═════ Selection
# Why You Don't Need Re-Ranking: Superlinked Demo
## Comparing Traditional vs Superlinked Approach

This notebook accompanies the article ["Why You Don’t Need Re-Ranking: Understanding the Superlinked Vector Layer"](https://docs.google.com/document/d/13wjmFAeRcP1Fhj_Tog9qHBavev5rKnAFYbBWRmlOwQo/edit?tab=t.0).
It demonstrates:
 - Traditional re-ranking approach with hybrid scoring
 - Superlinked's unified vector layer approach
 - Performance comparison using a product search use case

# Setup & Installation

In [None]:
# Install required packages
!pip install rerankers
!pip install superlinked




In [None]:
# Imports
import numpy as np
import pandas as pd
from sentence_transformers import SentenceTransformer
from sklearn.metrics.pairwise import cosine_similarity
from rerankers import Reranker
from superlinked import framework as sl


# Dataset Overview
We'll use a simple electronics products dataset with:

### **Text descriptions**

*   Numerical fields (price, rating)
*   Categorical field (product category)

In [None]:
# Sample product data
products = [
    {
        "id": "p1",
        "title": "Premium Wireless Headphones",
        "description": "High-end wireless headphones with active noise cancellation (ANC), 30hr battery. Original price $350, now discounted to $199.",
        "price": 199,
        "rating": 4.8,
        "category": "electronics"
    },
    {
        "id": "p2",
        "title": "Budget Noise-Canceling Earbuds",
        "description": "Affordable wireless earbuds with basic noise cancellation. 20hr battery. Ideal for casual use.",
        "price": 89,
        "rating": 4.2,
        "category": "electronics"
    },
    {
        "id": "p3",
        "title": "Studio-Grade ANC Headphones",
        "description": "Professional noise-canceling headphones with Hi-Res audio. Priced at $210.",
        "price": 210,
        "rating": 4.7,
        "category": "electronics"
    }
]


## Traditional Approach with Re-Ranking  
### Implementation Steps:

1. Text embedding with Sentence Transformers  
2. Neural re-ranking with mxbai model  
3. Manual hybrid scoring with metadata  
4. Post-filtering on price


In [None]:
# User query and embedding with SentenceTransformer
query_text = "Find affordable wireless headphones with noise cancellation under $200 and high ratings"

model = SentenceTransformer('sentence-transformers/all-mpnet-base-v2')
embeddings = model.encode([p["description"] for p in products])


In [None]:
# Initialize reranker
ranker = Reranker("mixedbread-ai/mxbai-rerank-large-v1")
reranked = ranker.rank(
    query=query_text,
    docs=[p["description"] for p in products],
    doc_ids=[p["id"] for p in products]
)
══════════
═════ Excerpted records
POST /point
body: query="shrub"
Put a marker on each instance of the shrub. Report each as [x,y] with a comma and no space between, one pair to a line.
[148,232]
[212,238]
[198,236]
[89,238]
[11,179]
══════════
• _Given exercise_: In the re-ranking notebook above, why are the two pip commands at the start run?

• _Answer below_: They install the packages the notebook requires, rerankers and superlinked, as the comment "# Install required packages" states.